- **Exercises to complete**
**A.** Translate this sentence from the interview excerpt about the film Bolt into Spanish: "In a first for Japan, the episode was shot during regular museum hours, and the exhibition was the museum's main attraction."
**B.** From the interview excerpt about the film Bolt, extract the passage between "In a first for" and "and his team?", inclusive.

- **Selected extract**
____

Hayashi responded immediately and tellingly, in English: “Yes. I agree with you. It’s very dangerous. We’ve touched Pandora’s box already. Many countries are the same, but Japan is the most dangerous. Other countries have now stopped the operation of nuclear plants. In Japan, with Fukushima, the box is opened. We can never close it. Why does someone want to open it again? It’s too dangerous. That’s my message to humans.”

Mentioning that two reactors have recently restarted in Japan, one audience member asked the director whether he thought art and cinema could effect change. Said Hayashi, “One of the characters in Bolt is asked what he’s planning to do, going forward, and he answers, ‘I have no other choice but to continue, to live.’ As a filmmaker, I think that’s our plight. To live, for creators and artists, is to continue making art. That’s the only way that we can arrive at ‘the light.’ I don’t look at it as resistance, but rather, the only way to go forward.”

Bolt had a rather unique production history. Asked to clarify the process, Hayashi explained, “The first episode I shot was the last episode you saw, Good Year. The idea was to release it as a short film. I didn’t have any plans to shoot other episodes. I shot the second chapter, Life, (two years) later, and went to the 20km evacuation zone three times in order to do that. Then I realized that I should shoot the first episode you saw, Bolt.

©Koichi Mori

“I was talking to (artist) Kenji Yanobe, who became the production designer for the film, and we decided to shoot it on a set that he was creating inside the Takamatsu Art Museum (in Kyushu). I knew, of course, that we were going to have to spend a lot of money on that episode because of the set design. So Mr. Yanobe said that he would shoulder the costs if we made it as part of his exhibition at the Takamatsu museum.”

In a first for Japan, the episode was shot during regular museum hours, and the exhibition was the museum’s main attraction. Surely that presented enormous challenges for Hayashi and his team?

“We had visitors and patrons of the museum coming to watch while we were shooting,” the director said. “We didn’t want to bore them between takes, while we were doing the setups, so I would go out and explain to them what the next scene was about.

____

- **Supplied information**
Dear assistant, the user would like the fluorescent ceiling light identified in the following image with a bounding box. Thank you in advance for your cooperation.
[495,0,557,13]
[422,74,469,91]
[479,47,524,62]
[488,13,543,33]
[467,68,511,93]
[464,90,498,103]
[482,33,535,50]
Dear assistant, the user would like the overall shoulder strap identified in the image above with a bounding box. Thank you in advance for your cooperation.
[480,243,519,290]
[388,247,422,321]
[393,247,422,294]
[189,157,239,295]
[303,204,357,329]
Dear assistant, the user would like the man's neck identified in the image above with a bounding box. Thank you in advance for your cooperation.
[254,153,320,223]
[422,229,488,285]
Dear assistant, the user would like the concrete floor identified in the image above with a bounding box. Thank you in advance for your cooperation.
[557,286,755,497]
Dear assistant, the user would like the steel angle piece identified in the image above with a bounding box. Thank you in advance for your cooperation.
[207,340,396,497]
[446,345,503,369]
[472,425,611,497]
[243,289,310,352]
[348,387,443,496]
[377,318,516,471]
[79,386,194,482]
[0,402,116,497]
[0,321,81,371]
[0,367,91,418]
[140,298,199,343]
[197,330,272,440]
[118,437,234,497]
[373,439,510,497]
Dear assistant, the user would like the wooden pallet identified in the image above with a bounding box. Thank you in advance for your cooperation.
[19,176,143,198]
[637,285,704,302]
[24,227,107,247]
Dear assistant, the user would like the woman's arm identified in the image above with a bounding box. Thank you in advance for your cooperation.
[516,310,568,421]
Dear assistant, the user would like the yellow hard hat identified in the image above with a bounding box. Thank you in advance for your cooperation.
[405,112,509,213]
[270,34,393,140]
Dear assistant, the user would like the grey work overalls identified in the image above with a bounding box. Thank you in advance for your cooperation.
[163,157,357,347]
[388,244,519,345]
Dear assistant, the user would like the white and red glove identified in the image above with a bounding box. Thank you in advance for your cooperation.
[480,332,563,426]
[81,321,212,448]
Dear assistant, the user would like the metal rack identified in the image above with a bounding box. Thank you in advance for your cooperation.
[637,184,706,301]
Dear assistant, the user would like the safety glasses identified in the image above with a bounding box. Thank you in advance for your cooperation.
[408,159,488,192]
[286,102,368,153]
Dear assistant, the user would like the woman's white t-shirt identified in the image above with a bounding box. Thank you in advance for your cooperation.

____

- **Solutions for each task**
**A.** Por primera vez en Japón, el episodio se filmó durante el horario habitual del museo, y la exposición era la principal atracción del museo.

**B.**
In a first for Japan, the episode was shot during regular museum hours, and the exhibition was the museum’s main attraction. Surely that presented enormous challenges for Hayashi and his team?